# TASKS
#1 Decide whether each statement agrees with the album review: (a) the band has six members; (b) three singer-songwriters lead the band; (c) the band dresses casually. Answer yes or no for each and quote the words from the review that settle it.
#2 According to the album review, why do the first two tracks establish the band's speciality for love songs that are "part amorous, part venomous"? Answer in one to three sentences.

# GIVEN PASSAGE
>> BEGIN
The song is a bitter, twisted rant about violently rejecting one lover and dreaming of a perfect replacement who is smart enough to know where Rekjavik is and plays guitar "like Johnny Cash and Johnny Marr".

This is followed by the equally fired-up Jacques Brel-style ode to an Overrated Girlfriend who remains the object of affection despite the fact that "she turns me on then kicks me out, spits and swears and lies and shouts".

These two tracks immediately establish the band's speciality for obsessive and vaguely unhinged songs about love and sex that are part amorous, part venomous.

The wit is sharp and dry with a strong undercurrent of pathological venom beneath the urbane exterior.

Some lines like "I haven't got the patience to sweep you off your feet" (Lady Deceit) are pure Morrissey as is Von Tropp's identification of himself as "a fop, a cad and a fool", a line is from the album's centrepiece, and first single, is No-one Will Love You (Like I Do).

The latter is rendered as a chamber pop soundtrack to tea dance on the excellent video that accompanies it. Aside from The Smiths, this song also owes a debt to Neil Hanson and The Divine Comedy.

The six-piece band are ex-students of BIMM(Brighton Institute of Modern Music) and graduates of the school for disillusioned romantics led by two singer-songwriters / guitarists Dominic Von Trapp and Michael Hayes.

They dress for business (or perhaps a wedding) with sober suits, ties and waistcoats. One publicity shot has them posing at Brighton Bowling Club; a kind of prim south coast alternative to Salford Lads Club.
>> END
# RECORDED DATA
>> BEGIN
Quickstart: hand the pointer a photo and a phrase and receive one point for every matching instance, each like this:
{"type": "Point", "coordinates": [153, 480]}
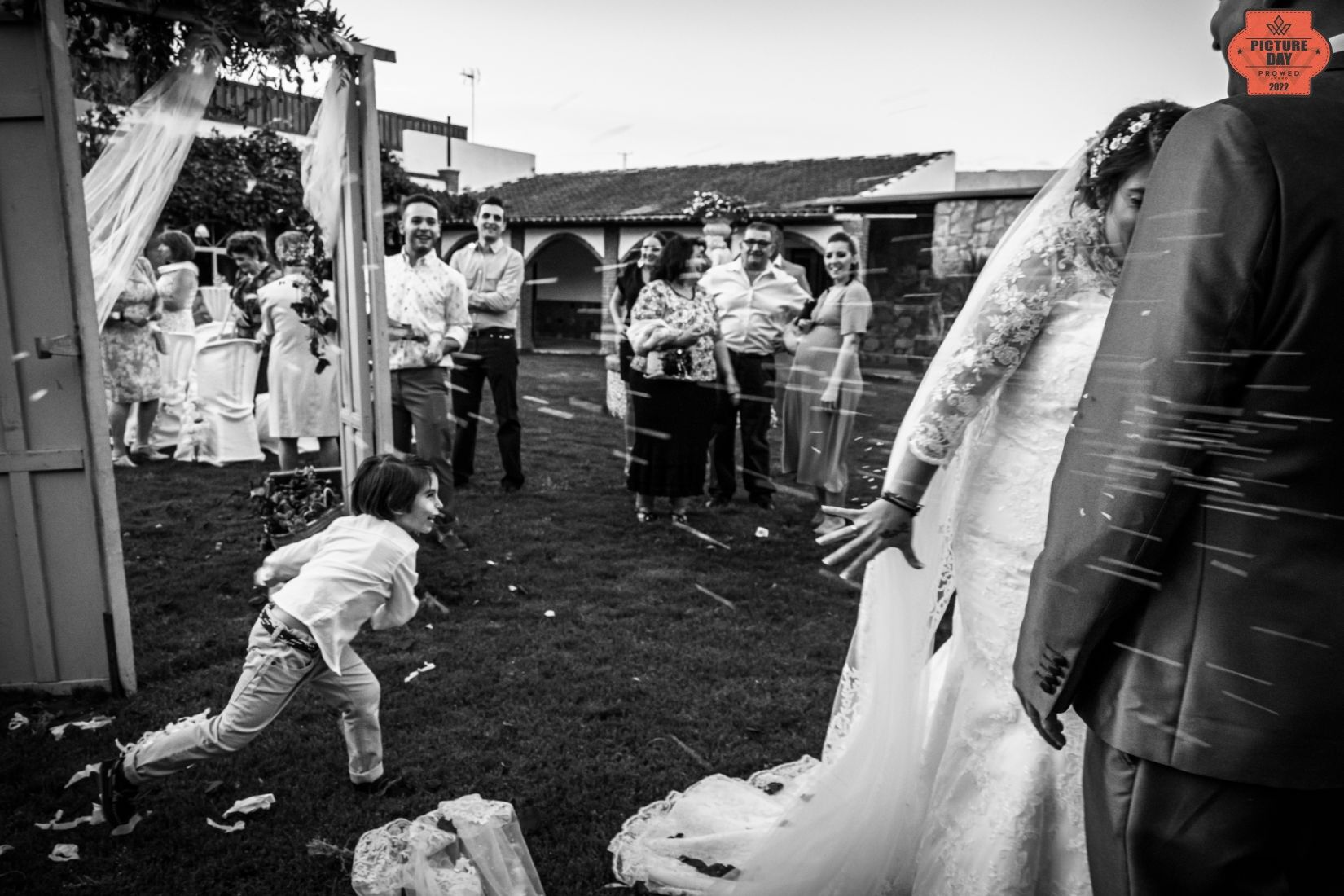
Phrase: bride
{"type": "Point", "coordinates": [932, 778]}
>> END
# TASK-BY-TASK ANSWERS
#1
(a) Yes: "The six-piece band are ex-students of BIMM"
(b) No: "led by two singer-songwriters / guitarists"
(c) No: "They dress for business (or perhaps a wedding) with sober suits, ties and waistcoats."

#2 The first track is a bitter rant about violently rejecting one lover and dreaming of a perfect replacement. The second is an ode to an Overrated Girlfriend who remains the object of affection even though "she turns me on then kicks me out, spits and swears and lies and shouts." Both pair affection with venom.